Texte présenté -
● ● ● ● ● ● ●
PRÉFACE À LA PREMIÈRE ÉDITION


Il est des écrits dont l’actualité augmente à mesure qu’ils vieillissent. Les trois études de Rosa Luxembourg que nous avons rassemblées dans ce petit volume sont de ce nombre.

La première : Questions d’organisation de la social-démocratie russe, date de 1904 ; la deuxième : Espoirs déçus, fut publiée à la même époque, tandis que la troisième : Liberté de la critique et de la science, parut à la fin de 1899, voici trente-cinq ans.

Pourquoi avons-nous cru nécessaire de soumettre ces « vieilleries » au public socialiste de 1934 ?

Dans la société présente, bouleversée par les séismes des vingt dernières années, grandit une jeunesse ardente et inquiète, rongée par un « mal du siècle » qui rappelle sur bien des points celui dont Alfred de Musset dépeignit, il y a cent ans, l’évolution et les symptômes. Cette jeunesse ne se résigne pas à expier les fautes de ses pères. Ce n’est pas elle qui a rendu notre monde si inhabitable, ce n’est pas elle qui a construit cette société qui fait de son existence une chaîne ininterrompue de privations matérielles, de déceptions intellectuelles et de souffrances morales. Elle veut que « cela change » et s’apprête à monter à l’assaut de la forteresse sociale appelée capitalisme, déjà minée, mais encore redoutable.
● ● ● ● ● ● ●
Données fournies -

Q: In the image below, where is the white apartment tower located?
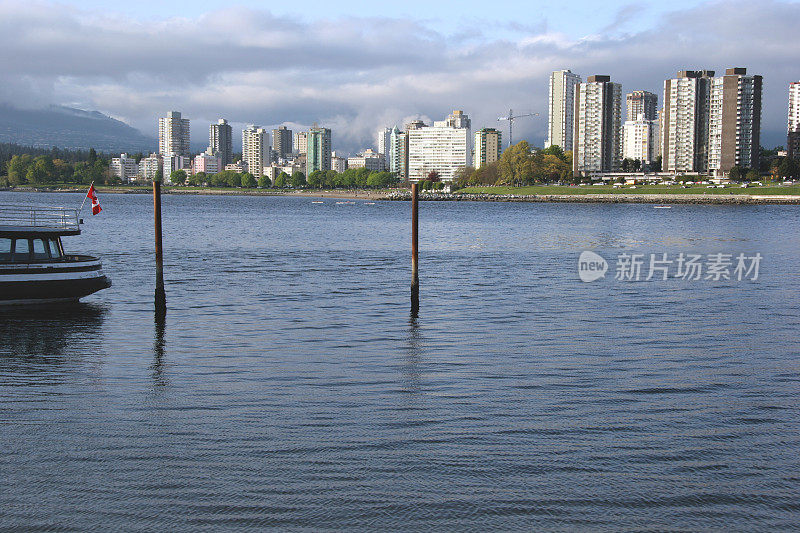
● ● ● ● ● ● ●
Reprenez la préface aux études de Rosa Luxembourg à la suite de sa dernière phrase et écrivez la suite.

La fraction la plus consciente de cette jeunesse se groupe déjà sous les bannières socialistes. Elle connaît le but qu’elle veut atteindre, et de nombreuses brochures lui permettent de se familiariser rapidement avec les idées essentielles du socialisme scientifique. La leçon de choses de la crise actuelle lui facilite la compréhension des objets socialistes. Elle sait donc bien ce qu’elle veut, mais elle sait beaucoup moins bien comment elle doit le vouloir. Cette tare, elle la partage d’ailleurs avec la plupart des militants adultes : les divergences sur les méthodes à employer sont loin d’être liquidées dans l’Internationale Ouvrière.

Les divergences sur les méthodes portent avant tout sur la conquête du pouvoir, la démocratie et la dictature, la légalité et la violence ; et ces discussions sont si passionnantes que bien des socialistes en oublient de réfléchir sur un problème apparemment secondaire, d’aspect plutôt sobre et partant rébarbatif : la question de la forme de l’organisation prolétarienne.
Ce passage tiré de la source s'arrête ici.